> **TESTO DI PARTENZA**
Dal trapianto alla mia Gioia più grande: sono rinata due volte grazie alla ricerca

Una sete intensa, che non finiva mai. La bocca sempre asciutta. Il bisogno di andare in bagno di continuo, anche in piena notte. Mia mamma capì subito che qualcosa non andava e mi portò al pronto soccorso. La glicemia era a 600.
Avevo solo dieci anni, e quello fu l’inizio improvviso e brutale del mio diabete. Non c’erano casi in famiglia, nessun punto di riferimento. Da quel momento in poi, la mia vita sarebbe cambiata per sempre: insulina tre o quattro volte al giorno, controlli continui, regole da seguire. Come può una bambina accettarlo? I compleanni, le gite scolastiche, le merende con gli amici — tutto diventava fonte di ansia. Non volevo essere diversa. Rifiutavo ogni ausilio, perché significava ammettere che il diabete fosse parte di me.
Mi nascondevo per pungermi il dito o farmi le iniezioni, e vivevo nel timore costante delle crisi ipoglicemiche, con la sensazione di non essere mai davvero libera.
Per anni ho avuto un solo desiderio: smettere di fare insulina. Sognavo l’America, dove si facevano i trapianti. Poi, un giorno, durante una visita al San Raffaele, ho notato una porta con la scritta “Medicina dei Trapianti.”

> **CONSEGNA**
Quali sintomi d'esordio del diabete elenca il testo di partenza prima della visita al pronto soccorso? Riportali tutti.

> **MATERIALE FORNITO**
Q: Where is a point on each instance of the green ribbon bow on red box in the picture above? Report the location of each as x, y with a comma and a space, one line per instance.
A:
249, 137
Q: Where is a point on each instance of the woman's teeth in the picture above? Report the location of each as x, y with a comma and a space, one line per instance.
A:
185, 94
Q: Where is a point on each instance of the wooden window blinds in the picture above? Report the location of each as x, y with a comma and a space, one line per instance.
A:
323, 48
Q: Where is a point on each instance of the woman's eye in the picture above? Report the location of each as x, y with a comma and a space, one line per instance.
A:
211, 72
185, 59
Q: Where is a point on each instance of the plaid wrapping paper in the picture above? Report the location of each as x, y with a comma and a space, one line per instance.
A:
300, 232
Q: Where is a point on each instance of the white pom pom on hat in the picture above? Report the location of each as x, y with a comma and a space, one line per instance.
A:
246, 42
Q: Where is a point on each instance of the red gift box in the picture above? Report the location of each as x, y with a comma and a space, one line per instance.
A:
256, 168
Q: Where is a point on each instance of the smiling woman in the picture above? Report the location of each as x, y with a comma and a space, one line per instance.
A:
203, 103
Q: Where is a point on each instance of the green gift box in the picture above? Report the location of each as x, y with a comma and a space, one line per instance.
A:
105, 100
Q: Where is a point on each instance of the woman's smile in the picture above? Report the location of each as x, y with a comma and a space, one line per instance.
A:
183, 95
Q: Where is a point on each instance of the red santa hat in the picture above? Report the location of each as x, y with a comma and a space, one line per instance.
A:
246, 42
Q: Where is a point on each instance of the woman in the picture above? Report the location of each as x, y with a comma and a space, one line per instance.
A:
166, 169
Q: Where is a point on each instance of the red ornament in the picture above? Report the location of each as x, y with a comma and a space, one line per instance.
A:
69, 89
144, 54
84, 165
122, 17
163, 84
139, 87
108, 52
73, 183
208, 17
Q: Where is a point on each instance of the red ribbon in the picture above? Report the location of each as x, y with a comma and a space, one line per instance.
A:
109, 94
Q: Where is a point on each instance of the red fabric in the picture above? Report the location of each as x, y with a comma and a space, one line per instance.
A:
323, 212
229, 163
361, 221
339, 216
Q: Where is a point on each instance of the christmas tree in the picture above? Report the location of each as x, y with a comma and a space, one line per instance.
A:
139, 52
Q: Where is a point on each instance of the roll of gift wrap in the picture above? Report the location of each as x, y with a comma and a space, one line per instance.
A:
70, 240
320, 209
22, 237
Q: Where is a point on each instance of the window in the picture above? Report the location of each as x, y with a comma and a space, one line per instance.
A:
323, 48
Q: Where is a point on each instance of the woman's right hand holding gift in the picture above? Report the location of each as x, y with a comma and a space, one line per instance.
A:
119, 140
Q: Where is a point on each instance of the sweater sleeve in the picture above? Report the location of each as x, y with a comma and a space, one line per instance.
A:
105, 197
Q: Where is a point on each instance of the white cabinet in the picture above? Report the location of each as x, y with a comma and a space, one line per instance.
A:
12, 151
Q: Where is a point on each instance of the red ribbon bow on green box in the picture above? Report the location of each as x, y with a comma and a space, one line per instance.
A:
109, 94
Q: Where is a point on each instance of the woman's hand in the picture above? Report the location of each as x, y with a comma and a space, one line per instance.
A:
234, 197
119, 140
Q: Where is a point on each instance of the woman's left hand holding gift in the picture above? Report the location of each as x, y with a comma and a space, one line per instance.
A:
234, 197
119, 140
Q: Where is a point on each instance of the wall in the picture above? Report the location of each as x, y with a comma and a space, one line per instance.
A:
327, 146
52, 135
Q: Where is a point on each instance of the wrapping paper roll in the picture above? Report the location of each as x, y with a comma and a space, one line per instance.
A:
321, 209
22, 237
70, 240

> **RISPOSTA SCRITTA**
- Una sete intensa, che non finiva mai
- La bocca sempre asciutta
- Il bisogno di andare in bagno di continuo, anche in piena notte